Location annotation dataset excerpts:
_ _ _
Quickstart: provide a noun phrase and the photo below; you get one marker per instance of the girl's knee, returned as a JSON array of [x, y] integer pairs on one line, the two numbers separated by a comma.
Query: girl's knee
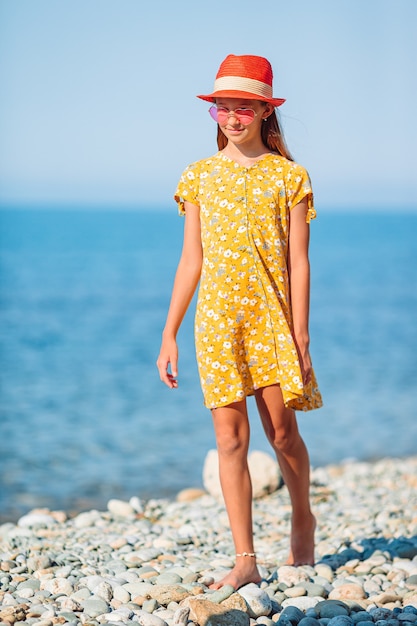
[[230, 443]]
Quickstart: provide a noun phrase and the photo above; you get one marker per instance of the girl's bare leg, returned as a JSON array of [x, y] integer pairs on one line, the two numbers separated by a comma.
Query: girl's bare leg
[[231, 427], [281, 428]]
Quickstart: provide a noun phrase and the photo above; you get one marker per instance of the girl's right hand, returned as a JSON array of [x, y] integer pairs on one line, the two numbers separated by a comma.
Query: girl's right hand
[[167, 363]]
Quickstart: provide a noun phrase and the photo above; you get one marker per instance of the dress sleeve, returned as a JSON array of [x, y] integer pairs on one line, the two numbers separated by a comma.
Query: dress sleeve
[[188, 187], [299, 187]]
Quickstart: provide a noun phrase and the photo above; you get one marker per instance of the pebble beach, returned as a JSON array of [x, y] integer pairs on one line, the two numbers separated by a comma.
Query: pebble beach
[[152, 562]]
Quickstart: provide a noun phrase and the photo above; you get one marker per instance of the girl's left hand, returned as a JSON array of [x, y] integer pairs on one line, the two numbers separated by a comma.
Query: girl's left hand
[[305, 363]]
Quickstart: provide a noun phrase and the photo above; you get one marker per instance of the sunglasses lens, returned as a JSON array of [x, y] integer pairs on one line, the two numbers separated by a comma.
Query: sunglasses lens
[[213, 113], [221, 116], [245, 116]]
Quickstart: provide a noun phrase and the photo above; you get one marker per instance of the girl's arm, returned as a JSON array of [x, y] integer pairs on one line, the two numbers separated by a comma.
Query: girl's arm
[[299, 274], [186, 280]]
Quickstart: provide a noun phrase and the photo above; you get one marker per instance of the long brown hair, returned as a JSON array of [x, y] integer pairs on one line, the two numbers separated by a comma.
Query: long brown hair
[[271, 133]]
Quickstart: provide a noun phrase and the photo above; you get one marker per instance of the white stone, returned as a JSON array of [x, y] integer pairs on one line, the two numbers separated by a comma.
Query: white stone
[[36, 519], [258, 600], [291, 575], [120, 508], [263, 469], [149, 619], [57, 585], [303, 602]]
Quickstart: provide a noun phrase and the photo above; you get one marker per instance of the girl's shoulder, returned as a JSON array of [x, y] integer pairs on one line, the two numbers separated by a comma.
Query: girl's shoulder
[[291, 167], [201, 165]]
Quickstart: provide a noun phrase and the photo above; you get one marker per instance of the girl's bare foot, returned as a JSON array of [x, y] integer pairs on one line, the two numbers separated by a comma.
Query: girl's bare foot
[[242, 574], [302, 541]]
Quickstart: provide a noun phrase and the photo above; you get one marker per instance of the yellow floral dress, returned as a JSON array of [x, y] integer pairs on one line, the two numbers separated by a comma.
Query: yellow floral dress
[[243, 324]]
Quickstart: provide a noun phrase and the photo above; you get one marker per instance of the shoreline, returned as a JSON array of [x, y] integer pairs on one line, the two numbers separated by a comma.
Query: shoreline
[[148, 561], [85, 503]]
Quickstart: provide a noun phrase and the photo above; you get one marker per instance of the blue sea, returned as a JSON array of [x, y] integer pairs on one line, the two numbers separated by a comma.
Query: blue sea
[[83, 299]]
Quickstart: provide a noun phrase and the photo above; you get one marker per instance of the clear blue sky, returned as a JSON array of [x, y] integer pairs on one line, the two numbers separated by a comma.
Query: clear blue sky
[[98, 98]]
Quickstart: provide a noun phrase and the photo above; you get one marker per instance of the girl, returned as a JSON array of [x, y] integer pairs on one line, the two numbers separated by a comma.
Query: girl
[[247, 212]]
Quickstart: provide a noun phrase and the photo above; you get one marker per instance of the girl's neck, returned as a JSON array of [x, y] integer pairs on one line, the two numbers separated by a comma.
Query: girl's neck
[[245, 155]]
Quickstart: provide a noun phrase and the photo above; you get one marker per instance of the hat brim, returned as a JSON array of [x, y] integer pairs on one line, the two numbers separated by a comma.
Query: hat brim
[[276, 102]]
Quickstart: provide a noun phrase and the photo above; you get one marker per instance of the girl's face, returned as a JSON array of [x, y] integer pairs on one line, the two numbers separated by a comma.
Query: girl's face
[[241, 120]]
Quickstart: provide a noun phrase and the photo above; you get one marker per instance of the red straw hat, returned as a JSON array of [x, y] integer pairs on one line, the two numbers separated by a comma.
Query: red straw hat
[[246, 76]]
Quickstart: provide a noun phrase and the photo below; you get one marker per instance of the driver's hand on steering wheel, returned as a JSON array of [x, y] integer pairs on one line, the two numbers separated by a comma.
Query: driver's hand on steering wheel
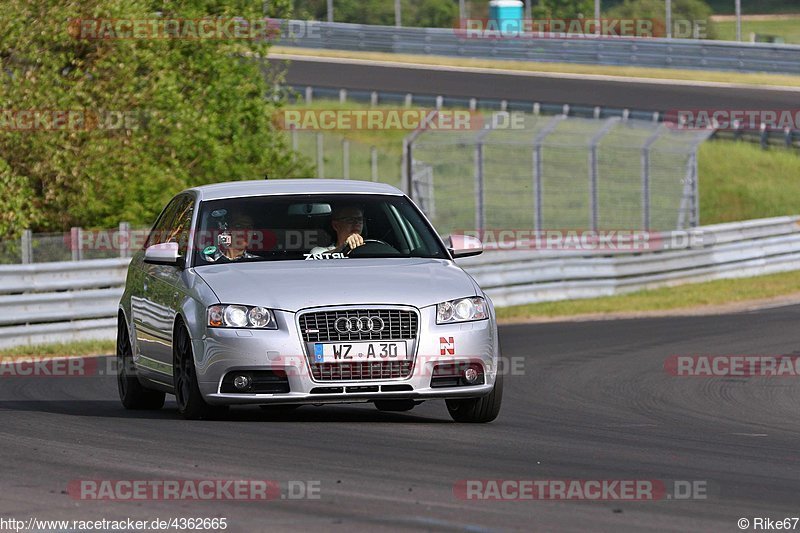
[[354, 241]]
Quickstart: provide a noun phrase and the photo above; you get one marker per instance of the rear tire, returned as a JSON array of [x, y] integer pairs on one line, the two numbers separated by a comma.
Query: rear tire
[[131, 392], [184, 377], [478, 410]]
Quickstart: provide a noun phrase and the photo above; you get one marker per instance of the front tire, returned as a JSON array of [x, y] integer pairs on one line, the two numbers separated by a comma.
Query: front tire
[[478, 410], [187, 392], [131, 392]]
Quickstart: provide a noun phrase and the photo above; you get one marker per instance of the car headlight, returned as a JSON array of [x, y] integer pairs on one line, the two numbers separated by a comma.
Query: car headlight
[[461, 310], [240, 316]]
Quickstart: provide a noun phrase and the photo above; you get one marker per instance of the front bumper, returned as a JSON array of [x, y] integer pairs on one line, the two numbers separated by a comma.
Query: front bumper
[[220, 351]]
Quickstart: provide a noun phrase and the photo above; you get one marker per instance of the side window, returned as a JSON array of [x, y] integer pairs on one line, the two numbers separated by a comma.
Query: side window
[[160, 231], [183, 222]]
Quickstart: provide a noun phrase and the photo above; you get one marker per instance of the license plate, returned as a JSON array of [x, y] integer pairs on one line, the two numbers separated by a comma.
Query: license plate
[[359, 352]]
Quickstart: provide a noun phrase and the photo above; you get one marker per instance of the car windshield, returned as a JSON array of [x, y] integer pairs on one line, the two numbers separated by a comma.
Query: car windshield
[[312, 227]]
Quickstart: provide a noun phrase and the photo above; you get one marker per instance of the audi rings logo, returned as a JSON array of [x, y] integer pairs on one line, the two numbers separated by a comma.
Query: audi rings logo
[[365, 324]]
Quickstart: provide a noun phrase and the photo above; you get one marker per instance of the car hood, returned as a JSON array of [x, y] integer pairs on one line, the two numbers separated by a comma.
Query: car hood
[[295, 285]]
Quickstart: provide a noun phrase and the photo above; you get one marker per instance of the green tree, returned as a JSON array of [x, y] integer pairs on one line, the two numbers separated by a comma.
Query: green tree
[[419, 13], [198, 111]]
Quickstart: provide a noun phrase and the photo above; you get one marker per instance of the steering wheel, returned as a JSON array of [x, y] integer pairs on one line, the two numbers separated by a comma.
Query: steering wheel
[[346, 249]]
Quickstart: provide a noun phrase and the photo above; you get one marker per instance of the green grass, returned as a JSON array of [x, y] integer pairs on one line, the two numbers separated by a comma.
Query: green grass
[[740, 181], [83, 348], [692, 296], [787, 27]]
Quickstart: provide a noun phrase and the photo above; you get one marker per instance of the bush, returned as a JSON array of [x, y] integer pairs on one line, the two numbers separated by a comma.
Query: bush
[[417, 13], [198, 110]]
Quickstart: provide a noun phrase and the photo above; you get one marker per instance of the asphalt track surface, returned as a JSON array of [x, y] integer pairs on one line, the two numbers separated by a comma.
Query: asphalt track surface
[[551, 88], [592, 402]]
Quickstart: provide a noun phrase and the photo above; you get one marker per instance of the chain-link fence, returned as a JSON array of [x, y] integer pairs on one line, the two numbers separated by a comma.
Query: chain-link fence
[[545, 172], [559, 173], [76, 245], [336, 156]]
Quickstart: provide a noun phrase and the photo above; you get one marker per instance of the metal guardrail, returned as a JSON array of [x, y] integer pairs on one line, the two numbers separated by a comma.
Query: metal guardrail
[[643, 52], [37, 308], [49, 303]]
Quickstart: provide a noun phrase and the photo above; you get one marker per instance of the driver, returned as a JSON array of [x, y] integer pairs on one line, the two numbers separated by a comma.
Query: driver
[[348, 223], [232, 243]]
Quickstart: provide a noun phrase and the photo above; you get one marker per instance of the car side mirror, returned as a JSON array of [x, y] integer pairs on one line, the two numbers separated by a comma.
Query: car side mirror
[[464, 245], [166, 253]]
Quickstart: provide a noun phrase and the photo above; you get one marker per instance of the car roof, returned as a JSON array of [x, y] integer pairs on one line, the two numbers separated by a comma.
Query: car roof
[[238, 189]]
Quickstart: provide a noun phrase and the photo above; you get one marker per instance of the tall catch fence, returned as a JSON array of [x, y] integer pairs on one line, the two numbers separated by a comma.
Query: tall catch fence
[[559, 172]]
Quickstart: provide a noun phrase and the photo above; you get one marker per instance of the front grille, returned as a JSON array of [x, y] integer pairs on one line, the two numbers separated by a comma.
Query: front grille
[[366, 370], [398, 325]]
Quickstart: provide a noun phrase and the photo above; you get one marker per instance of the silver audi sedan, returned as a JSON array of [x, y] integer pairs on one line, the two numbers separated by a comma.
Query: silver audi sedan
_ _ _
Change "rear tire" to "back tire" in the data, beginning at the line that has "the red straw" and stopping after the line that has "[[131, 392], [184, 377], [478, 410]]", with everything else in those lines unchanged. Give back only those lines, leaving out the pictures.

Quickstart: provide a noun phrase and the photo above; you get one marker per instance of the red straw hat, returned as a JSON array of [x, y] integer pairs on one line, the two numbers separated by a comma.
Query: red straw hat
[[246, 76]]
Quickstart: provide a noun phrase and the photo below; you get one marker per instance of the driver's hand on steering wheel, returned as a JSON array of [x, y] integer pairs on one line, the two numbers separated by a comma.
Query: driver's hand on steering wheel
[[354, 241]]
Quickstart: provide a noun phrase and the photo above; you get one marker per instance of the back tire, returned as a JSON array of [x, y] integer pairs on one line, the two numbers separated by a comma.
Query: back tire
[[131, 392], [184, 377], [478, 410]]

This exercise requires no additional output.